**TEXT UNDER STUDY**
You know, you've read it.
So I knew it had a witness for Christ in it, but it really didn't honor the Lord with all that language, you know.
And so I finally, I was just so convicted, that stupid verse just haunted me.
I couldn't even sleep.
So finally, I sat down and I said, I'm going to do it.
I'm going to do it.
I'm going to do a rewrite.
Well, my professors were writing teachers at St. Pete College, they were, I told him one of those
going to do, they were all upset. They said, Johnny, you're going to ruin the best war book we've
ever read. It's going to sound like howdy duty joins the Marine Corps. It's not going to work.
And I say, I don't care. I got to get the words out of it. I got to change the language.
I can't do that. I can't live with it. So I did. And it took months of rewriting just to take all
the four little words out and, you know, make it work. And the week I finished taking all the
language out of that book. It's a true story. She's here. She's here. She's
could be my witness. I had sent off, I'd never had anything published, and I had sent off stories
out of the book to magazines. I'd sent off, you know, excerpts like Troy Bridge and other excerpts,
you know, I'd sent off. Well, that week, out of nowhere, I'm getting phone calls from magazines.
And the first one, I think, was Eagle Magazine, and then Soldier of Fortune, you know.
So I'm picking up the phone and, yeah, Mr. Clark, you know, we'd like to buy, we'd like to print the story.
You know, we'll pay you $300.
And, you know, I'd never made a dime off my writing.
So that sounded like a lot of money.
And I said, well, that's fine.
But what story?
I never sent you guys a story.
And they'd say, oh, yeah, you did.
You sent it to us.
I said, when did I send it to you?
And they'd look at the date.
They'd say, oh, well, you sent it to us four years ago.
And I said, well, time out now.
How come you're just now finding it?
And the publisher would say, well, I really can't explain that.
It just turned up in our slush pile.
Well, one time, okay, then Eagle Magazine calls.
Same thing.
We want to print this story.
When did I send it?
Four years ago.
And you're just now finding it.
Yeah, I can't explain that.
And I said, okay, and I sold another one.
Then I sold your fortune or one.
I don't know what else called.
And it was the same story.
it happened four times.
So, I mean, the fourth time,
even a Marine starts getting it.
You know, I mean,
and so it's like God slapping me around
and you honored God.
There it is.
He honors you.
So within a month,
I decided to send the book out again.
And I sent it to Random House.
I sent it to a bunch of people.
But Random House had rejected
the exact same book just a year earlier.
And I had a rejection notice.
Pam Strickler, senior editor at Random House.
because I had a little
I tore a hole in the roof of my house
because when we had our second kid
I didn't have any place to write
so I built like a conning tower
on the roof of my house
went over great with the neighbors
and I cut down a telephone pole
and I built a little
stairway up to my conning tower
so my wife had this telephone pole
ladder in the center of our
kitchen
so I would go up and I write on this
conning tower
but my teacher, my writing instructor said, you know, to keep up your spirits, save all your rejection notices.

Records taken from a dataset
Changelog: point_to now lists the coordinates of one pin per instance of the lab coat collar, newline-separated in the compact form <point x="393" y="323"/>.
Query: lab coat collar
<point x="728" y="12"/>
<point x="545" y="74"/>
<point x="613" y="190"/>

**EXERCISE TASKS**
a - Rewrite everything in the talk about rewriting the war book from "And, you know, I'd" down to "guys a story.", swapping "money" for "cash".
b - Go on with the talk about rewriting the war book, picking up right after its last sentence.

**EXPECTED RESULTS**
a -
And, you know, I'd never made a dime off my writing.
So that sounded like a lot of cash.
And I said, well, that's fine.
But what story?
I never sent you guys a story.

b -
And I had.
So I had taped all the walls of my conning tower with years of rejection notices.
So Pam Strickler calls me.
And she says, you know, Mr. Clark, you wrote this book called Guns Up.
And I said, yeah.
And she goes, we want to publish this book.
And I said, really?
And she introduced herself.
Strickler and I searched my order go, hey, wait a minute, you just rejected this same book about
a year ago and you read it because I can tell the difference when they, you know, stamp it,
no thanks or when they've actually read it. And she goes, I did. And I said, yeah, and I read it to her.
And she said, well, if I, yeah, I did read that book. And I said, well, why do you want it now?
And she goes, well, it's fabulous. I don't know why we rejected it. And I said, is it because I
took all the cuss words out. And she was stunned. And she said, you mean there's no profanity in this book?
And I said, not a word. And she said, that's unbelievable. She said, all the readers, junior editors,
and me have read this thing. No one noticed that. Then, after some conversation, she says, but Mr. Clark,
listen, a Vietnam War book without any profanity, you know, we're probably going to ask you
put some profanity in the book.
And I just started laughing.
It's her against God.
I wonder who's going to win this match.
I said, you know, Satan is so sneaky.
I mean, here he dangles the biggest publisher in the world at me after never publishing
even a sentence.
And so I said, no, not a chance, baby.
Two chances, slim and none.
And they printed it anyway.
It opened up a whole, they published a couple other Vietnam, a P.O.W.
be a book about a bunch of guys who put together their own Bible in a POW and Hanoi Hilton or
somewhere. Anyway, it opened up the door for other Christian war books. And then, but before that,
I had nine publishers that suddenly wanted guns up. And, you know, and then I had to get an agent.
And so I got an agent and who wouldn't represent me any other way, only because I'd already sold it
because that wasn't nobody.
But she made me go with the random house,
and I'm really glad she did.
So, yeah, that's how this thing got published.
It's an absolute miracle.
And God's used it.
I could spend weeks telling you all the ways
that the Lord's used this silly little book.
It's absolutely unbelievable what he's done with this book.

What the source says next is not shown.